(Stored dataset items)
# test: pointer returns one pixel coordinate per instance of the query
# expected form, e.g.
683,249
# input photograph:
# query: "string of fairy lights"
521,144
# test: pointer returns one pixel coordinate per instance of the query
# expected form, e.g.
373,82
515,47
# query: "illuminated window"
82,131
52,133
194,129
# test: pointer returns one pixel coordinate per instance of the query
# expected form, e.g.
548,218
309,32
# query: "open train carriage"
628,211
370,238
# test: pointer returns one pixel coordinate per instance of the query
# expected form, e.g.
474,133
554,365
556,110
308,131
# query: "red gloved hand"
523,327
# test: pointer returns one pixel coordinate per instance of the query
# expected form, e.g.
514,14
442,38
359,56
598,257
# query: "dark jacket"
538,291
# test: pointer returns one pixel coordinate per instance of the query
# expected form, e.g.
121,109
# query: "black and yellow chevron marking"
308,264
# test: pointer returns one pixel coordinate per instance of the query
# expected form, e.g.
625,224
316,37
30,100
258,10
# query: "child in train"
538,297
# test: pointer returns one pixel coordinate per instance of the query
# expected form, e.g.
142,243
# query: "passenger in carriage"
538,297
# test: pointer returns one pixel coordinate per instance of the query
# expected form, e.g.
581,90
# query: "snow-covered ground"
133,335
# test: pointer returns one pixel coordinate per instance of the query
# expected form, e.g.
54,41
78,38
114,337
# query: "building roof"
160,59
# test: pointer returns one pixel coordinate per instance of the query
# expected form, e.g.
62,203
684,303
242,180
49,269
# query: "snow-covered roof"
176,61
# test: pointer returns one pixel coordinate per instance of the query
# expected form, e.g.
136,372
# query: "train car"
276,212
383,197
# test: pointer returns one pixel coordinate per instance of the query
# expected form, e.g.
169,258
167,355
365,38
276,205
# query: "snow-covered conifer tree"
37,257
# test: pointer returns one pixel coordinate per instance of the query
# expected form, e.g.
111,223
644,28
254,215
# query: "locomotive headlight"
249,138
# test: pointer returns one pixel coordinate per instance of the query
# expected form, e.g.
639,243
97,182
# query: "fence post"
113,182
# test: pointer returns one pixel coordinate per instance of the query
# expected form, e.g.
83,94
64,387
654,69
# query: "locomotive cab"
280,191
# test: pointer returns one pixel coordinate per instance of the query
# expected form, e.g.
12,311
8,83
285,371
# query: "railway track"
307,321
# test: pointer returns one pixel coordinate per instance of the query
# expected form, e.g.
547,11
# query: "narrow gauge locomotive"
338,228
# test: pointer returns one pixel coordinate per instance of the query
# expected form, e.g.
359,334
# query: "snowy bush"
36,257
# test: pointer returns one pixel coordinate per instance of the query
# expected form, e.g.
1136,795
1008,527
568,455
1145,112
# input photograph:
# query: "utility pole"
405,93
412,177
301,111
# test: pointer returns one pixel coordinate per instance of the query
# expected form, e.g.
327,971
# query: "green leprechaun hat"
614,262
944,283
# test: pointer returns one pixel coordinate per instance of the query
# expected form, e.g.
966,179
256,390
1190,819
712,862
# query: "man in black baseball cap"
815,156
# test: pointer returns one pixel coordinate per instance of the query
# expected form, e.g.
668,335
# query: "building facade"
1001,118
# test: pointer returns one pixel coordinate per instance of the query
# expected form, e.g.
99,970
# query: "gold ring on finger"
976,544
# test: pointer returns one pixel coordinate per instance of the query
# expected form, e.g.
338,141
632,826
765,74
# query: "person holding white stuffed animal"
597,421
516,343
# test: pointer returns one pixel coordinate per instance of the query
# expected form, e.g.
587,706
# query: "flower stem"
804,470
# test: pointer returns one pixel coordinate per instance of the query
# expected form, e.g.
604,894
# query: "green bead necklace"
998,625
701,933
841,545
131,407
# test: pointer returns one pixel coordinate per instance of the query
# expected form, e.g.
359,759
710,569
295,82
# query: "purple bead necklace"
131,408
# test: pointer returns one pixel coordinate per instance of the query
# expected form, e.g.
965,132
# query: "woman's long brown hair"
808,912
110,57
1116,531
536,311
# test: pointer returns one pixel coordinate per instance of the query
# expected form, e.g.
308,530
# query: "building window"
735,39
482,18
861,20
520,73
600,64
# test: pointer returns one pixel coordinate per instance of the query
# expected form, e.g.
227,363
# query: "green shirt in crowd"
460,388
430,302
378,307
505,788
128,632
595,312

(TASK REQUIREMENTS)
Give back all the records exactly as they stand.

(CORRECT RESULT)
# test: pointer returns one pixel coordinate per instance of the query
# expected form, e.g.
683,249
# input photograph:
# query: "string of fairy lights"
521,144
# test: pointer returns one pixel coordinate per instance of the query
# expected form, e.g.
373,82
515,47
# query: "illuminated window"
82,131
52,133
194,129
# test: pointer returns one pixel coordinate per instance of the query
# expected form, e.g.
548,218
309,32
# query: "open train carriage"
628,211
370,238
# test: pointer returns one pixel coordinate per instance of the query
# expected form, e.g.
474,133
554,365
556,110
308,131
# query: "red gloved hand"
523,327
# test: pointer returns one pixel coordinate per instance of the query
# expected form, e.g.
514,14
442,38
359,56
598,257
# query: "dark jacket"
538,291
# test: pointer returns one pixel coordinate per instance of the query
# expected form, e.g.
121,109
# query: "black and yellow chevron marking"
308,264
# test: pointer returns one pixel coordinate per instance of the query
# expected form, e.g.
625,224
316,37
30,100
258,10
# query: "child in train"
538,297
# test: pointer returns one pixel coordinate per instance of the query
# expected form, e.g.
142,243
# query: "passenger in carriage"
538,297
# test: pointer returns one pixel coordinate per instance of the query
# expected form, e.g.
581,90
# query: "snow-covered ground"
133,335
# test: pointer returns one pixel coordinate per instance of the query
# expected form, e.g.
54,41
78,38
114,337
# query: "building roof"
160,59
# test: pointer returns one pixel coordinate per instance of the query
# expected form, e.g.
62,203
684,303
242,180
49,269
# query: "snow-covered roof"
176,61
# test: pointer returns one pixel coordinate per instance of the query
# expected form, e.g.
136,372
# query: "train car"
276,212
383,197
# test: pointer returns one pixel coordinate per instance of the query
# expected form, e.g.
169,258
167,355
365,38
276,205
# query: "snow-covered conifer tree"
37,257
# test: pointer returns one pixel coordinate per instance of the query
# expected form, e.g.
111,223
644,28
254,215
# query: "locomotive headlight"
249,138
# test: pointer returns one pixel coordinate per instance of the query
# expected form, e.g.
639,243
97,182
# query: "fence post"
113,182
# test: pointer returns one pixel coordinate per instance of the query
# expected form, e.g.
83,94
64,387
654,69
# query: "locomotive cab"
280,191
# test: pointer returns one pixel coordinate per instance of the query
# expected form, e.g.
12,311
8,83
285,371
# query: "railway track"
307,321
# test: pointer returns one pixel coordinate per instance of the query
# expected form, e.g.
547,11
# query: "narrow gauge locomotive"
338,228
# test: pointer returns one pixel coordinate per instance of the query
# expected form, e.g.
359,334
# query: "snowy bush"
36,257
# test: pointer returns one pixel coordinate per instance of the query
# expected form, e.g.
1136,795
1008,527
568,455
1145,112
# input photograph:
# query: "utility pole"
405,93
412,177
301,111
# test: pointer returns one pixel coordinate per instance of the query
# expected form, e.g.
327,971
# query: "green leprechaun hat"
614,262
944,283
# test: pointer returns one pixel coordinate per instance of the query
# expected form, e.g.
966,179
256,390
1190,819
712,862
# query: "man in black baseball cap"
815,156
# test: pointer returns one pixel coordinate per instance of the query
# expected form, e.g.
668,335
# query: "building facade"
1001,118
# test: pointer returns one pixel coordinate per instance of the query
# expected form, e.g.
99,970
# query: "gold ring on finger"
976,544
# test: pointer returns one pixel coordinate per instance of the query
# expected form, e.g.
338,141
632,826
765,74
# query: "person holding white stuffed animal"
597,421
516,343
# test: pointer returns one pixel coordinate per instance of the query
# expected form, e.g.
587,706
# query: "flower stem"
804,470
# test: pointer returns one pixel coordinate per instance of the query
# expected form, e.g.
604,894
# query: "green bead necklace"
998,625
701,933
841,545
131,407
# test: pointer returns one pixel coordinate per instance of the query
# expected form, e.g.
359,759
710,569
295,82
# query: "purple bead necklace"
131,408
# test: pointer returns one pixel coordinate per instance of the query
# expected form, e.g.
965,132
# query: "woman's long brown hair"
808,912
110,57
1116,531
536,311
# test: pointer returns one pixel coordinate per instance of the query
# expected form, e.g.
308,530
# query: "building window"
735,39
482,18
861,20
520,73
600,64
# test: pointer returns one pixel coordinate per instance of the query
# expected form, e.g.
227,363
# query: "green shirt in crowd"
460,388
430,302
378,307
505,788
128,632
595,312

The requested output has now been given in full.